提示された文章 ::
---

認知症ケアや看取り、介護機器・ロボットの活用も
①認知症への理解とスキルの向上
特養で暮らす利用者の8割以上は、程度の差はあれ、認知症を患っています。そうした人々の不安や混乱を和らげ、安心して暮らせる居場所を提供するには、医療・介護の両面から、認知症に関する豊かな知識と観察・対応力を身につけていくことが、施設および職員に望まれます。
認知症への深い理解と対応は、利用者の自尊心を傷つけない態度や言葉づかいへの配慮となってあらわれ、不適切ケアや虐待の防止にもつながります。そのためにも、認知症ケアに対する知識や経験を常に職員間で共有し高め合うこと、そしてそのための仕組みづくりが、より一層望まれます。
②看取り介護の実施と充実
過度な医療処置や延命治療ではなく、穏やかに自然に最期を迎えたいと願う人は多くみられます。「終の棲家」である特養は、そうした死の看取りの場としての役割がますます望まれています。現在、看取りを実施している施設は特養の7割程度。まだまだ実績の少ない施設が多いのが現状ですが、家族・介護職・医療職がフラットな関係で看取る――。病院とは違った、そんな“介護施設モデル”の看取りが期待されています。
③介護機器・ロボットの上手な活用
座位や立位を取るのが難しい重度の利用者が増加するなか、移乗や移動介助は“人力による力任せの介護”だけでは限界があるのが実情です。介助方法がまずいと、利用者に苦痛や不快感を与えるだけでなく、ケガや事故につながります。また介護職員にとっても負担が大きく、肩や腰を痛める原因になりかねません。
ベッドから車椅子への移乗に役立つスライディングボードや、床走行式リフト、介護職員の腰に装着して負担軽減を図る介護ロボットなども最近では登場しています。職員の確保と定着を図るためにも、無理をせずに安心して働ける職場環境を早急に整えていくことが望まれます。

---

保存済みの一覧:
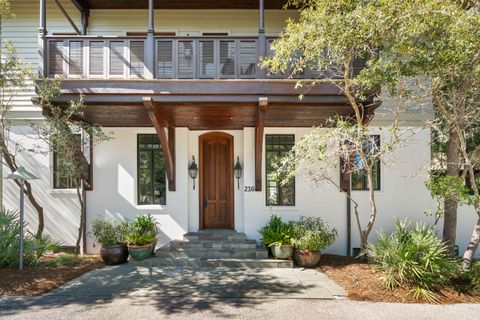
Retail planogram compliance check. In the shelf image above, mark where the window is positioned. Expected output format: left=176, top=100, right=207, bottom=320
left=137, top=134, right=167, bottom=205
left=53, top=134, right=82, bottom=189
left=265, top=134, right=295, bottom=206
left=352, top=135, right=381, bottom=190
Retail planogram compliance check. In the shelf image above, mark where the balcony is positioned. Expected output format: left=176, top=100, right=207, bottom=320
left=47, top=36, right=362, bottom=80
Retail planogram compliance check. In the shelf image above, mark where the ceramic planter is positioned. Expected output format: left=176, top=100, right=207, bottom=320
left=293, top=249, right=321, bottom=268
left=128, top=243, right=152, bottom=261
left=271, top=244, right=293, bottom=259
left=100, top=244, right=128, bottom=265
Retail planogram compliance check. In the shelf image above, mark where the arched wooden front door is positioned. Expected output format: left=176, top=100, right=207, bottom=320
left=199, top=132, right=234, bottom=229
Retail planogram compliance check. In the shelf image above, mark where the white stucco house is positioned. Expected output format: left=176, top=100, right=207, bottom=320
left=0, top=0, right=475, bottom=255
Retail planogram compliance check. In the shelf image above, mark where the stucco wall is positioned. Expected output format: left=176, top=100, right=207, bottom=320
left=4, top=126, right=475, bottom=254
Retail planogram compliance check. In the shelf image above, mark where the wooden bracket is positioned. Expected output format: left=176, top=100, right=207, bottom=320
left=255, top=97, right=268, bottom=191
left=143, top=97, right=176, bottom=191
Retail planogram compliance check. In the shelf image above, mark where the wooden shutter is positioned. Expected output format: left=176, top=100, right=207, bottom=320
left=220, top=40, right=236, bottom=78
left=68, top=41, right=83, bottom=76
left=89, top=41, right=105, bottom=76
left=177, top=41, right=195, bottom=79
left=130, top=41, right=145, bottom=76
left=197, top=41, right=215, bottom=78
left=157, top=40, right=173, bottom=79
left=110, top=41, right=125, bottom=76
left=239, top=40, right=257, bottom=78
left=48, top=41, right=63, bottom=77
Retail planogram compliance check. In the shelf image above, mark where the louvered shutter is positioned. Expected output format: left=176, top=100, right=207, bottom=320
left=239, top=40, right=257, bottom=78
left=157, top=40, right=173, bottom=79
left=89, top=41, right=105, bottom=76
left=130, top=41, right=145, bottom=76
left=110, top=41, right=125, bottom=76
left=48, top=41, right=63, bottom=77
left=177, top=41, right=195, bottom=79
left=68, top=41, right=83, bottom=76
left=197, top=41, right=215, bottom=78
left=220, top=40, right=235, bottom=78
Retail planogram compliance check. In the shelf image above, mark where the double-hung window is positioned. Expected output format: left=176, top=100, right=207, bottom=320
left=265, top=134, right=295, bottom=206
left=352, top=135, right=381, bottom=190
left=137, top=134, right=167, bottom=205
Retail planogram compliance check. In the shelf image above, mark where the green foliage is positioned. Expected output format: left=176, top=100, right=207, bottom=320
left=0, top=209, right=61, bottom=267
left=92, top=216, right=131, bottom=247
left=258, top=215, right=293, bottom=247
left=133, top=214, right=158, bottom=235
left=292, top=217, right=337, bottom=251
left=367, top=220, right=459, bottom=302
left=125, top=229, right=156, bottom=246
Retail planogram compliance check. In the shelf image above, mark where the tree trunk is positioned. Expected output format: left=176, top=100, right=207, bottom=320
left=1, top=144, right=45, bottom=237
left=463, top=218, right=480, bottom=269
left=443, top=128, right=460, bottom=255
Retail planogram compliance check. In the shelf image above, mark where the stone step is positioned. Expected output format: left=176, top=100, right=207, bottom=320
left=155, top=248, right=268, bottom=259
left=130, top=257, right=293, bottom=269
left=170, top=240, right=257, bottom=249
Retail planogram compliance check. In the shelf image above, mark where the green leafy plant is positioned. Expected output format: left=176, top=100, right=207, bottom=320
left=91, top=217, right=131, bottom=247
left=292, top=217, right=337, bottom=251
left=258, top=215, right=293, bottom=247
left=367, top=220, right=459, bottom=302
left=125, top=230, right=156, bottom=246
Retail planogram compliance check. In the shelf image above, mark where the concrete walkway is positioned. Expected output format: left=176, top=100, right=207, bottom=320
left=40, top=264, right=345, bottom=299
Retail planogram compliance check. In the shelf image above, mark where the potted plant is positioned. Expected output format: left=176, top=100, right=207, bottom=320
left=133, top=214, right=158, bottom=255
left=292, top=217, right=337, bottom=267
left=258, top=215, right=293, bottom=259
left=125, top=227, right=156, bottom=260
left=91, top=217, right=128, bottom=265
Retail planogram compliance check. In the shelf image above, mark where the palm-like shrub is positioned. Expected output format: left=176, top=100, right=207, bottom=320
left=292, top=217, right=337, bottom=251
left=258, top=215, right=293, bottom=247
left=367, top=220, right=459, bottom=301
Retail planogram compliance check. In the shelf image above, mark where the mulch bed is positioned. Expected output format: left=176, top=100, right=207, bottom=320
left=317, top=255, right=480, bottom=304
left=0, top=256, right=105, bottom=296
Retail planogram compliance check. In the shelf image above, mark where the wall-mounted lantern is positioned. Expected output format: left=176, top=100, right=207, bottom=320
left=188, top=156, right=198, bottom=190
left=233, top=157, right=243, bottom=189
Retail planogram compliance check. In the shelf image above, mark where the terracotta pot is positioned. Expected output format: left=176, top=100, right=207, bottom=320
left=100, top=244, right=128, bottom=266
left=271, top=244, right=293, bottom=259
left=293, top=249, right=321, bottom=268
left=128, top=243, right=152, bottom=261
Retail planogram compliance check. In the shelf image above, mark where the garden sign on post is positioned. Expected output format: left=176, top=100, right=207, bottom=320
left=7, top=167, right=38, bottom=271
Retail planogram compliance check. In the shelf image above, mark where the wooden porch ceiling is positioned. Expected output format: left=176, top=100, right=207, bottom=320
left=83, top=0, right=286, bottom=10
left=51, top=80, right=375, bottom=130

---

求められる作業 :: 上にある、特養での認知症ケアや看取り、介護機器の活用についての文章を、一字も変えずに全文書き写しなさい。

解答は以下 ::
認知症ケアや看取り、介護機器・ロボットの活用も
①認知症への理解とスキルの向上
特養で暮らす利用者の8割以上は、程度の差はあれ、認知症を患っています。そうした人々の不安や混乱を和らげ、安心して暮らせる居場所を提供するには、医療・介護の両面から、認知症に関する豊かな知識と観察・対応力を身につけていくことが、施設および職員に望まれます。
認知症への深い理解と対応は、利用者の自尊心を傷つけない態度や言葉づかいへの配慮となってあらわれ、不適切ケアや虐待の防止にもつながります。そのためにも、認知症ケアに対する知識や経験を常に職員間で共有し高め合うこと、そしてそのための仕組みづくりが、より一層望まれます。
②看取り介護の実施と充実
過度な医療処置や延命治療ではなく、穏やかに自然に最期を迎えたいと願う人は多くみられます。「終の棲家」である特養は、そうした死の看取りの場としての役割がますます望まれています。現在、看取りを実施している施設は特養の7割程度。まだまだ実績の少ない施設が多いのが現状ですが、家族・介護職・医療職がフラットな関係で看取る――。病院とは違った、そんな“介護施設モデル”の看取りが期待されています。
③介護機器・ロボットの上手な活用
座位や立位を取るのが難しい重度の利用者が増加するなか、移乗や移動介助は“人力による力任せの介護”だけでは限界があるのが実情です。介助方法がまずいと、利用者に苦痛や不快感を与えるだけでなく、ケガや事故につながります。また介護職員にとっても負担が大きく、肩や腰を痛める原因になりかねません。
ベッドから車椅子への移乗に役立つスライディングボードや、床走行式リフト、介護職員の腰に装着して負担軽減を図る介護ロボットなども最近では登場しています。職員の確保と定着を図るためにも、無理をせずに安心して働ける職場環境を早急に整えていくことが望まれます。